_Try it_: Would you transcribe word for word every line from the one containing "the red crashed" to the end of the data, both ends included, and leave out the rest?

++++++

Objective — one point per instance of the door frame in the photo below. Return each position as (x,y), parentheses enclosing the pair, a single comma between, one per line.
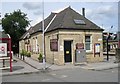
(71,41)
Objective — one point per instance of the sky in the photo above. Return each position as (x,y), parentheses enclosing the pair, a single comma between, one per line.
(104,14)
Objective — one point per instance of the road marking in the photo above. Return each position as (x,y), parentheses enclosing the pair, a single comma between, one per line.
(63,76)
(112,71)
(46,80)
(53,74)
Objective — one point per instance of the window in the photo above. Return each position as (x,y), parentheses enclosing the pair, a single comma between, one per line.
(81,22)
(54,45)
(87,42)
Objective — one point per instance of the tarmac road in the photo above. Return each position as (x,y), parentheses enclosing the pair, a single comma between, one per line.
(67,75)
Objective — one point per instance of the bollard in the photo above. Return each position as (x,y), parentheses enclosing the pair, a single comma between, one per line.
(117,55)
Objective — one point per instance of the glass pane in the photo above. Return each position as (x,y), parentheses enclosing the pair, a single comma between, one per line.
(87,46)
(87,38)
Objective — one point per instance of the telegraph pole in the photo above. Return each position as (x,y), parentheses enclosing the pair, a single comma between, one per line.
(44,63)
(107,48)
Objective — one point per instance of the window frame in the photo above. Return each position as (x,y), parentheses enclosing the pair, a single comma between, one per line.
(90,43)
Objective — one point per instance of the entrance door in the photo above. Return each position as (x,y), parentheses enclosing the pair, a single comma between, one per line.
(67,51)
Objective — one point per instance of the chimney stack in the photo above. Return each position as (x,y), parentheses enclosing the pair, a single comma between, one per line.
(83,12)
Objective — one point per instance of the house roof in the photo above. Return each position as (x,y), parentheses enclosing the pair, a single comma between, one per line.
(64,20)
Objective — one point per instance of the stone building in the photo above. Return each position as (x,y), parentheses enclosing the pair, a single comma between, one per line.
(63,31)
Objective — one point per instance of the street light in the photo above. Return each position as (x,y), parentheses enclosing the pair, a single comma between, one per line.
(107,44)
(44,63)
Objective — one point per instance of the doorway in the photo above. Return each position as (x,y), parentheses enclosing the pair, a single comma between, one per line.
(67,51)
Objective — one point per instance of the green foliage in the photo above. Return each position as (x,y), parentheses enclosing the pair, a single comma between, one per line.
(15,25)
(25,53)
(40,57)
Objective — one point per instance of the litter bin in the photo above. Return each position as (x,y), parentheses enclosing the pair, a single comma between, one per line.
(80,56)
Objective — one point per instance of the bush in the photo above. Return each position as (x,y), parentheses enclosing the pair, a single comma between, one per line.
(117,55)
(40,57)
(25,53)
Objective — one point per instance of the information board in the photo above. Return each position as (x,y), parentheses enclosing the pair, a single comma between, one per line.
(3,49)
(97,48)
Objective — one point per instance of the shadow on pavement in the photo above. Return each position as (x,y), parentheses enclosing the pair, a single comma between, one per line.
(14,68)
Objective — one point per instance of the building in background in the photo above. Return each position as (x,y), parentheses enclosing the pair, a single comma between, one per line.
(112,42)
(65,32)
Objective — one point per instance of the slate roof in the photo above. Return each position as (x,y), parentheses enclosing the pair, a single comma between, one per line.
(65,20)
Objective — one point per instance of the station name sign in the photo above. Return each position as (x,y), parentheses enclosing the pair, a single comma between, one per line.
(3,49)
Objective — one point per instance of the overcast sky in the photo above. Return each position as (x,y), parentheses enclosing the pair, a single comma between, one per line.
(104,14)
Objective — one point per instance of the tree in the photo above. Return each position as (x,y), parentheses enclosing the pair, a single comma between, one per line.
(15,25)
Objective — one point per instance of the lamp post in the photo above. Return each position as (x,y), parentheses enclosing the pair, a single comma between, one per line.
(44,63)
(107,40)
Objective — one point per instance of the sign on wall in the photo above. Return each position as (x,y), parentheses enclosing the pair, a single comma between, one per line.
(53,44)
(3,49)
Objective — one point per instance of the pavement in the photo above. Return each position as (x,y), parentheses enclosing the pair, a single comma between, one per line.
(30,65)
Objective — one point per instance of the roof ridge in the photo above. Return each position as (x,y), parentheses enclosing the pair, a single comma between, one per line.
(60,25)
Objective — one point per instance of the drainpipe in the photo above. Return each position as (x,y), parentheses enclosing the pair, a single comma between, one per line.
(83,12)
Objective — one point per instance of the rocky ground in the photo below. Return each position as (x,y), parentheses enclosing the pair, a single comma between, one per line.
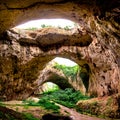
(38,111)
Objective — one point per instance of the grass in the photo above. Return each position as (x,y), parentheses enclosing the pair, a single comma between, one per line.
(68,97)
(49,105)
(28,116)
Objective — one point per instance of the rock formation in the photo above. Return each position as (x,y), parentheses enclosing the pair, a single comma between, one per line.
(21,60)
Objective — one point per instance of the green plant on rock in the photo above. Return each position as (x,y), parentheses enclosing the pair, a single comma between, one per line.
(69,71)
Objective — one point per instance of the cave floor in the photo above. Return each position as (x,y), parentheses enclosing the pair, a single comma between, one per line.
(37,112)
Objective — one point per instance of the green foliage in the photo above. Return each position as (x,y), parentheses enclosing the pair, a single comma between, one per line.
(45,26)
(28,116)
(5,116)
(43,103)
(50,87)
(67,27)
(31,28)
(68,97)
(70,71)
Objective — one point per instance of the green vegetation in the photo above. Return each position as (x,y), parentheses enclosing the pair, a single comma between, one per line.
(70,71)
(28,116)
(49,105)
(50,87)
(68,97)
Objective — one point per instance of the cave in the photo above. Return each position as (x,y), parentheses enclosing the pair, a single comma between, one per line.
(95,46)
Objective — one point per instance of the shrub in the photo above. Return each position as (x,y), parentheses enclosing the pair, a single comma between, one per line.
(69,71)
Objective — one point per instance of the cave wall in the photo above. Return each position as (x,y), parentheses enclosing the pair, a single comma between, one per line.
(99,19)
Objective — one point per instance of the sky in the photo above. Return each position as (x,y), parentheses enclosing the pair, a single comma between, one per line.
(64,61)
(52,22)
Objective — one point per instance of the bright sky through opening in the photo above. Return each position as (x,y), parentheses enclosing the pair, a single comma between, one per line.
(64,61)
(53,22)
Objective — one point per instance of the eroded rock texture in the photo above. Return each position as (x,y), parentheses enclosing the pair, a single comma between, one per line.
(22,57)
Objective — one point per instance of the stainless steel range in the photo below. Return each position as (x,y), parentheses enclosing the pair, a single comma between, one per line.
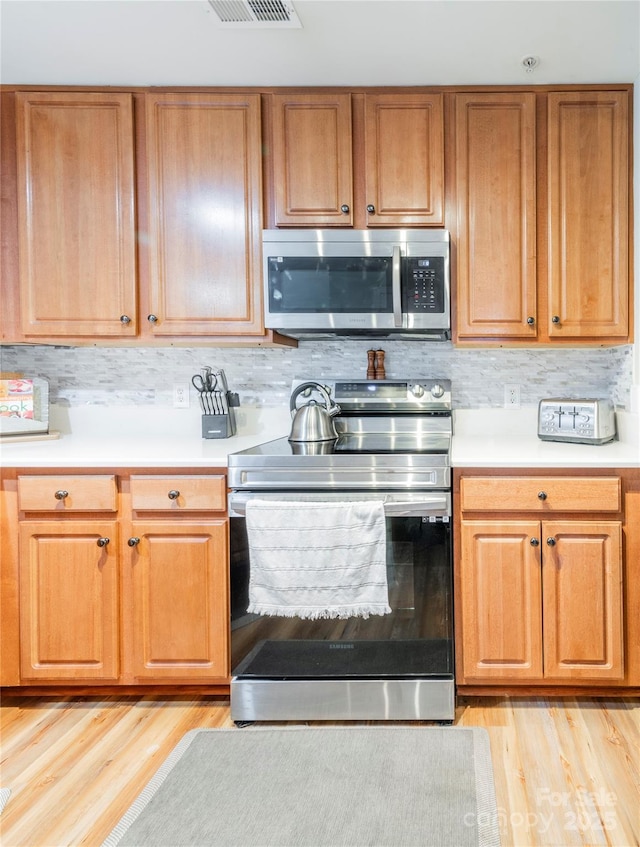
(393,446)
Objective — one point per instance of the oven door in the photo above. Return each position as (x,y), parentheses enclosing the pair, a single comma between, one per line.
(391,667)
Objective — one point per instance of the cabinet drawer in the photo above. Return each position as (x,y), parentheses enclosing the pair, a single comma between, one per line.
(540,494)
(67,493)
(178,493)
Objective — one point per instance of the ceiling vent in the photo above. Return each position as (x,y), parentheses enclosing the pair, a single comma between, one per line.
(256,14)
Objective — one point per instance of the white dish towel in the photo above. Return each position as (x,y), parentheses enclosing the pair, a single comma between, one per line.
(317,559)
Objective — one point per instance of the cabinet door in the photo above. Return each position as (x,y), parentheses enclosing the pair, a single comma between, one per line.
(69,600)
(588,215)
(204,209)
(582,599)
(76,214)
(312,159)
(501,600)
(496,201)
(178,573)
(404,158)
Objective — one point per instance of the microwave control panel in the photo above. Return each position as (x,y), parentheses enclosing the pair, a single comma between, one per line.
(424,284)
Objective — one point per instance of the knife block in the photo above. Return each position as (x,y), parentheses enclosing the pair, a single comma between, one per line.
(219,426)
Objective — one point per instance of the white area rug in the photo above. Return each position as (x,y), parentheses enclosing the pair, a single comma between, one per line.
(319,787)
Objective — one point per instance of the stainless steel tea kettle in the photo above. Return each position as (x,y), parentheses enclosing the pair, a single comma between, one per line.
(313,422)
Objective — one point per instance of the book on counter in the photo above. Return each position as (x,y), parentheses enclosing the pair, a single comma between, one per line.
(24,405)
(16,398)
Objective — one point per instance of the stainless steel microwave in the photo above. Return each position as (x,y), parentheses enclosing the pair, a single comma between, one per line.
(380,283)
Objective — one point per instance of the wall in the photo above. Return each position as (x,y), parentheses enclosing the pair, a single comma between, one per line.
(125,375)
(635,389)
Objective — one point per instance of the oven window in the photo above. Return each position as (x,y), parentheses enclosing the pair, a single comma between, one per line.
(416,639)
(330,285)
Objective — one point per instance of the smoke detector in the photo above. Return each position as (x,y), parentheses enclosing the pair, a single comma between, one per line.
(256,14)
(530,63)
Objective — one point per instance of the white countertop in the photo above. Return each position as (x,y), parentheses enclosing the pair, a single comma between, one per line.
(151,437)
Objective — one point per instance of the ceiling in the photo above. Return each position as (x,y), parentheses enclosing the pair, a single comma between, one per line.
(341,42)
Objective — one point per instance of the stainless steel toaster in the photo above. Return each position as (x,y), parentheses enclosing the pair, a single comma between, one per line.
(577,420)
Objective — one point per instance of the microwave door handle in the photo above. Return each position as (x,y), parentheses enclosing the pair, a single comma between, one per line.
(396,289)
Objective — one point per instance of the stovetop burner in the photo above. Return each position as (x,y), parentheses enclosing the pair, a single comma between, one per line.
(394,434)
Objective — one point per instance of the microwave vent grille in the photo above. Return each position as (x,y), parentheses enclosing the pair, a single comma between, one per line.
(256,14)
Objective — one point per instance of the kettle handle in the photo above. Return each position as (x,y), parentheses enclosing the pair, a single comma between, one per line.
(303,387)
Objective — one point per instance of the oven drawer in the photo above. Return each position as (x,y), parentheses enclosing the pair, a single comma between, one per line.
(179,493)
(66,493)
(540,494)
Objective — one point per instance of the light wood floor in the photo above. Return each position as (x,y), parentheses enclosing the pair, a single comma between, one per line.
(567,772)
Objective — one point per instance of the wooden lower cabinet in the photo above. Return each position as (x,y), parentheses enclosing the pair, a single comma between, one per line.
(178,575)
(543,579)
(69,600)
(542,601)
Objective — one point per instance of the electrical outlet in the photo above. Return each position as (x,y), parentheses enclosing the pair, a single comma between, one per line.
(512,396)
(180,396)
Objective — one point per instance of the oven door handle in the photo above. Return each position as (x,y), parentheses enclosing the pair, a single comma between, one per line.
(437,504)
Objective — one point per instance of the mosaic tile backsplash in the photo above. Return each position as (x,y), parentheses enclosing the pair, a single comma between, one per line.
(262,376)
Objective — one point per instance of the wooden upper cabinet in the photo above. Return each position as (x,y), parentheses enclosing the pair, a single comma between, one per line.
(203,154)
(495,168)
(75,180)
(395,175)
(404,144)
(588,214)
(312,159)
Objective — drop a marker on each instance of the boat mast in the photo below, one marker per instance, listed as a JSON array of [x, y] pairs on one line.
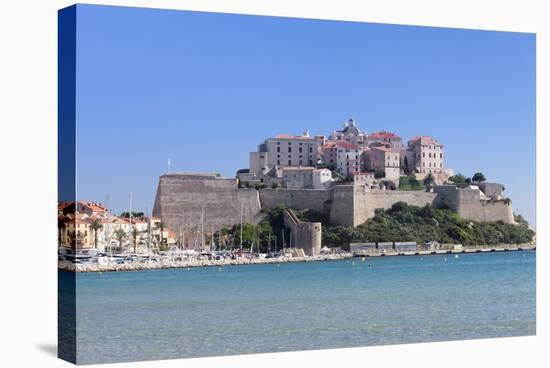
[[202, 230], [241, 245], [108, 227]]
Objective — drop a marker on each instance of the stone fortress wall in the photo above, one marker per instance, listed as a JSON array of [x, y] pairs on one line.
[[305, 235], [181, 199], [468, 204]]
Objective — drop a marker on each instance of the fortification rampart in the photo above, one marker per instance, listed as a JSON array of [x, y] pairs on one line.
[[318, 200], [181, 199], [305, 235], [468, 204]]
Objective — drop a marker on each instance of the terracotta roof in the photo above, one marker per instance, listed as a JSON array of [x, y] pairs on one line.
[[288, 136], [383, 135], [386, 149]]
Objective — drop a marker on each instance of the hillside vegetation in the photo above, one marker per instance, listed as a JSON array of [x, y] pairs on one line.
[[403, 222]]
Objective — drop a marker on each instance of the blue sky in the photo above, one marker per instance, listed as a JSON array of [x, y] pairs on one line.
[[204, 89]]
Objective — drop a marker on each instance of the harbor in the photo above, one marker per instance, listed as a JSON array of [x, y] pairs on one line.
[[302, 305], [189, 259]]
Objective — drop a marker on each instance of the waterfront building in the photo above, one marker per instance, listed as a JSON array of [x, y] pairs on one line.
[[426, 155], [306, 178], [385, 139]]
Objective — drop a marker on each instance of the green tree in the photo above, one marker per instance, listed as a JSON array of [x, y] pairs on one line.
[[478, 177], [160, 226], [338, 178], [134, 237], [378, 174], [429, 180]]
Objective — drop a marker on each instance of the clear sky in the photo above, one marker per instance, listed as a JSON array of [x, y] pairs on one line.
[[204, 89]]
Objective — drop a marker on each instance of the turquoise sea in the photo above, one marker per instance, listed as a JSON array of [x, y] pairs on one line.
[[179, 313]]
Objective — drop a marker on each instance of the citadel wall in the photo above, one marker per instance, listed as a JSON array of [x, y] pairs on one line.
[[181, 198], [305, 235]]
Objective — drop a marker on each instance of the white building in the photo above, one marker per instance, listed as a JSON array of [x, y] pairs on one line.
[[386, 160], [286, 150], [350, 133], [383, 138], [426, 155], [306, 178], [322, 179]]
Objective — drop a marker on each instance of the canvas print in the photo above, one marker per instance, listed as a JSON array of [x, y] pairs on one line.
[[235, 184]]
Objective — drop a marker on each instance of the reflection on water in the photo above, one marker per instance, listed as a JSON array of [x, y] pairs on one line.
[[177, 313]]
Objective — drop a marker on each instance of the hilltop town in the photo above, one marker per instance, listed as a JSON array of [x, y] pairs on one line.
[[343, 179], [306, 161]]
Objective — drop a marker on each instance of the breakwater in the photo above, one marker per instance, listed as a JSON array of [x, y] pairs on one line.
[[167, 263]]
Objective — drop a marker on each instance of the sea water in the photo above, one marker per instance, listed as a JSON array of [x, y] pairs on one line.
[[179, 313]]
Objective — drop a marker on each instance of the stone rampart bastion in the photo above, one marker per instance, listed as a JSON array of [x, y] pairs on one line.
[[182, 198]]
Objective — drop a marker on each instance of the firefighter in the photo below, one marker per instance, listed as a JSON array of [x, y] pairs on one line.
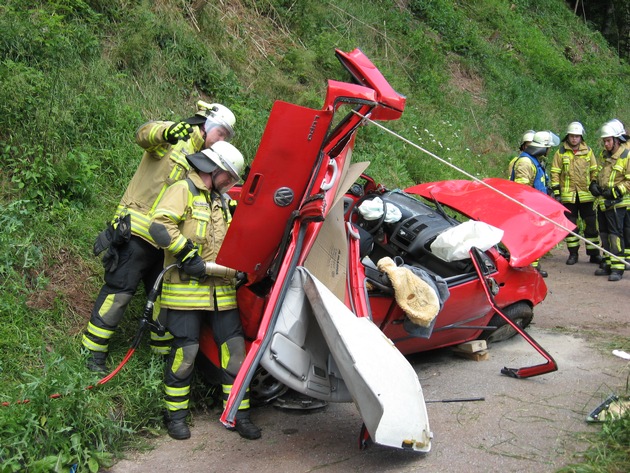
[[528, 168], [131, 255], [526, 140], [620, 130], [190, 222], [573, 168], [612, 189]]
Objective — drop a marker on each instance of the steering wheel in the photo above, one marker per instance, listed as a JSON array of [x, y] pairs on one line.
[[370, 226]]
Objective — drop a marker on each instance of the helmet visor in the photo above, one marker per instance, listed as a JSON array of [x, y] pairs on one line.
[[213, 121], [223, 181]]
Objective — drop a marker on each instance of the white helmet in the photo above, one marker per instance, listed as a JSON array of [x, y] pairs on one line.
[[617, 127], [528, 136], [217, 115], [545, 139], [575, 128], [228, 158]]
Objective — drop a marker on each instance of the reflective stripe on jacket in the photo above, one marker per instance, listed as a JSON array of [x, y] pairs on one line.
[[162, 164], [573, 171], [614, 171], [188, 210]]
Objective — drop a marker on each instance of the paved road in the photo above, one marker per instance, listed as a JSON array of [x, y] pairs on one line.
[[533, 425]]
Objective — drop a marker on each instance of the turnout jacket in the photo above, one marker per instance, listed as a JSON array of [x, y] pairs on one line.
[[161, 165], [525, 169], [614, 171], [573, 171], [188, 210]]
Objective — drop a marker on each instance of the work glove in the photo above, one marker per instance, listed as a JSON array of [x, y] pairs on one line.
[[594, 189], [195, 267], [177, 131], [190, 262], [241, 278], [110, 259], [612, 193], [555, 193]]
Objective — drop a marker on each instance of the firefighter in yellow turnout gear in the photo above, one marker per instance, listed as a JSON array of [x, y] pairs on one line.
[[528, 167], [612, 189], [190, 222], [131, 254], [573, 168]]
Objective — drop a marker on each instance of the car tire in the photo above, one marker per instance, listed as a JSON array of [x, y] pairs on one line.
[[520, 313]]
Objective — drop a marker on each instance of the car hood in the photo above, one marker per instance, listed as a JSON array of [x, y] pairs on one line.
[[526, 235]]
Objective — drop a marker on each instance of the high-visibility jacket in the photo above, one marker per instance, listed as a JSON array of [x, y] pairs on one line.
[[573, 171], [188, 210], [614, 171], [525, 169], [162, 164]]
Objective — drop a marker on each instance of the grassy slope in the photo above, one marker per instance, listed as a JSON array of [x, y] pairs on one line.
[[79, 76]]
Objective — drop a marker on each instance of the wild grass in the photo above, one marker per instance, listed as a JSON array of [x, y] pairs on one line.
[[79, 76]]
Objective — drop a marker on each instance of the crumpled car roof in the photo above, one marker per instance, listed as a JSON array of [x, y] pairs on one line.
[[527, 235]]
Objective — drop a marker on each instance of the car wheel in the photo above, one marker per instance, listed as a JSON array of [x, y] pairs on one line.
[[521, 313], [264, 388]]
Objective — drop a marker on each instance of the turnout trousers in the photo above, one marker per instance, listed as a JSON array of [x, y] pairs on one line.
[[185, 326]]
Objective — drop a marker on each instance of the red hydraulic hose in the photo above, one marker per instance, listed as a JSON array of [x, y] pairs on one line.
[[145, 321], [529, 371]]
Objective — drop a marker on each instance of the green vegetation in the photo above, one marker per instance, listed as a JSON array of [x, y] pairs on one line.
[[79, 76]]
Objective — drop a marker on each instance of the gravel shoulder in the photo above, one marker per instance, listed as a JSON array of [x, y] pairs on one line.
[[533, 425]]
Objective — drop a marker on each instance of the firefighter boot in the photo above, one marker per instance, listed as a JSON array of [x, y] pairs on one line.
[[176, 424], [615, 275], [604, 270], [245, 427], [96, 361], [573, 257]]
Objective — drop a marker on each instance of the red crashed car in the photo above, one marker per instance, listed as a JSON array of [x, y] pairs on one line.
[[315, 306]]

++++++

_Task result_:
Objective — drop a marker on each instance of the red crashed car in the photo above, one marker per instance, listed as a JSON array of [x, y] pairs on one line.
[[315, 306]]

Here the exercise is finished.